> Trecho do documento
----------------------------------------
A rotina da vida dos peixes amazônicos também é afetada devido ao efeito de eventos extremos como a seca e a cheia dos rios da região.

A confirmação veio por meio de uma pesquisa realizada no Amazonas, com apoio da Fundação de Amparo à Pesquisa do estado (Fapeam), divulgada nesta terça-feira (16).

O estudo constatou a redução da diversidade de peixes e aumento das espécies dominantes, em relação ao número total de indivíduos, nos períodos de cheia e vazante.

O estudo

A pesquisa intitulada “Composição de espécies e respostas biológicas ao longo do tempo: monitorando a fauna de peixes no Lago Catalão para entender o impacto de eventos hidrológicos drásticos” afirma que os eventos hidrológicos afetam toda a rotina de vida dos peixes amazônicos.

Conforme o estudo, a mudança no nível da água afeta o deslocamento entre ambientes, migrações do rio abaixo ou rio acima, acesso a alimentos e indicação de quando reproduzir.
----------------------------------------
> Dados fornecidos

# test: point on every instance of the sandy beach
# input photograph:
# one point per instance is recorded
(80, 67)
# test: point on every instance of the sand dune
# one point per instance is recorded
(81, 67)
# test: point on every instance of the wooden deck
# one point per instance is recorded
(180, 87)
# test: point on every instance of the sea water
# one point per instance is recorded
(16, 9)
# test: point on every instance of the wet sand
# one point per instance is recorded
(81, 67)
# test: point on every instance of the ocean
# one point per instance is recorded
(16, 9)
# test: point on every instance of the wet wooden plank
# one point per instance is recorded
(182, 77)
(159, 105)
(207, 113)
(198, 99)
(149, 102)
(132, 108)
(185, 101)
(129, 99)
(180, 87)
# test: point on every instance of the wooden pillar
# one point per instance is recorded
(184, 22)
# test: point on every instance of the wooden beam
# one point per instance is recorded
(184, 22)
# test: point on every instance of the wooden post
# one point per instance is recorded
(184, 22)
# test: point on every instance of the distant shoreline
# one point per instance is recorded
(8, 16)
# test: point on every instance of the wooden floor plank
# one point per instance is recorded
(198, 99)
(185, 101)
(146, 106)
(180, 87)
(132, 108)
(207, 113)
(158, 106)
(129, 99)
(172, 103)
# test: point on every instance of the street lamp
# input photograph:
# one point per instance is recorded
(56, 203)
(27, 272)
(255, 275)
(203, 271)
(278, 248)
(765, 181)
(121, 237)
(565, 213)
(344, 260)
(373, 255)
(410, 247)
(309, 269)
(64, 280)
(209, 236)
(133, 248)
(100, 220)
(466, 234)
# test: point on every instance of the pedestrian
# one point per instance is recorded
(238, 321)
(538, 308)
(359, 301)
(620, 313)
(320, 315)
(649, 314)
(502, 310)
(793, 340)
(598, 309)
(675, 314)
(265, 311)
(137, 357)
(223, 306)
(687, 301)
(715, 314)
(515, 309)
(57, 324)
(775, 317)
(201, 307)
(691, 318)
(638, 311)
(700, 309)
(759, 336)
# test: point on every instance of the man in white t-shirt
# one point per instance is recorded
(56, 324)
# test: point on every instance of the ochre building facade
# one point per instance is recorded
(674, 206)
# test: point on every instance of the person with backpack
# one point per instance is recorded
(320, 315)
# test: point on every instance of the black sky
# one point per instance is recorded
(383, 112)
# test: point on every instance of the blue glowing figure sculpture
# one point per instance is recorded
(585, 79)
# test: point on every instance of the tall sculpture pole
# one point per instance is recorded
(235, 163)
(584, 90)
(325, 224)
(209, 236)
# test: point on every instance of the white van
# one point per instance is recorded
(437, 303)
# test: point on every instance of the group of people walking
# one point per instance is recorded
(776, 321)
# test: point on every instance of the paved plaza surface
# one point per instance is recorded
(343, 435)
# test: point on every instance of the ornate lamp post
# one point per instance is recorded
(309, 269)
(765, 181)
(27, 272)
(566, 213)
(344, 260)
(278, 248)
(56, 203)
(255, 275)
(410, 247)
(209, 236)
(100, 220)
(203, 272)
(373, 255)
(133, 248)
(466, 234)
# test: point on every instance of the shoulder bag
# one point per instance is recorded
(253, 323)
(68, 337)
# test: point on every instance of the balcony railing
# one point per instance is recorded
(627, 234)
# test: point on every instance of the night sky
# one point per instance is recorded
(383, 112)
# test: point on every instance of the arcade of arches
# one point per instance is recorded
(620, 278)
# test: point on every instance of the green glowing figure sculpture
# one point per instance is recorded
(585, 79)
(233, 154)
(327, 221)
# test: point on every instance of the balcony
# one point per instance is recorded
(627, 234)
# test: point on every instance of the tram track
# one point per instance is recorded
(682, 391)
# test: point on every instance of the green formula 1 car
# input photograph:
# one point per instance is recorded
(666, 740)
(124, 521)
----------------------------------------
> Aplique a leitura
1: Edite o texto sobre os peixes amazônicos de "A rotina da" a "nesta terça-feira (16).", substituindo "seca" por "estiagem".
2: Segundo o texto sobre os peixes amazônicos, que fundação apoiou a pesquisa realizada no Amazonas?
3: Dê continuidade ao texto sobre os peixes amazônicos a partir do ponto em que ele termina.
As entradas formam um material à parte, sem relação com o texto.

> Respostas por tarefa
1:
A rotina da vida dos peixes amazônicos também é afetada devido ao efeito de eventos extremos como a estiagem e a cheia dos rios da região.

A confirmação veio por meio de uma pesquisa realizada no Amazonas, com apoio da Fundação de Amparo à Pesquisa do estado (Fapeam), divulgada nesta terça-feira (16).

2: A Fundação de Amparo à Pesquisa do estado (Fapeam).

3:
A coordenadora da pesquisa, doutora em Biologia de Água Doce e Pesca Interior, Cristhiana Paula Röpke, do Instituto Nacional de Pesquisas da Amazônia (Inpa), explica que as análises começaram com as coletas mensais de peixes utilizando malhadeiras, previamente instaladas na borda da floresta inundada ou na área do lago por 24 horas.

Projeto de pesquisa recebe apoio da Fapeam - Foto: Acervo/Cristhiana Röpke
Projeto de pesquisa recebe apoio da Fapeam – Foto: Acervo/Cristhiana Röpke

Ela detalha, que logo após esse processo, todos os peixes foram armazenados em gelo e levados para o laboratório onde ocorre a posterior identificação e análise das espécies. 

Nessa etapa, são analisadas algumas características, como peso, comprimento, se é macho ou fêmea, idade (adulto ou jovem) e tipo de reprodução.

A pesquisadora afirma que todas as informações passaram a integrar um banco de dados, atualmente com 20 anos de informações, permitindo uma análise mais detalhada, a fim de compreender como as mudanças no ambiente afetaram a fauna dos peixes.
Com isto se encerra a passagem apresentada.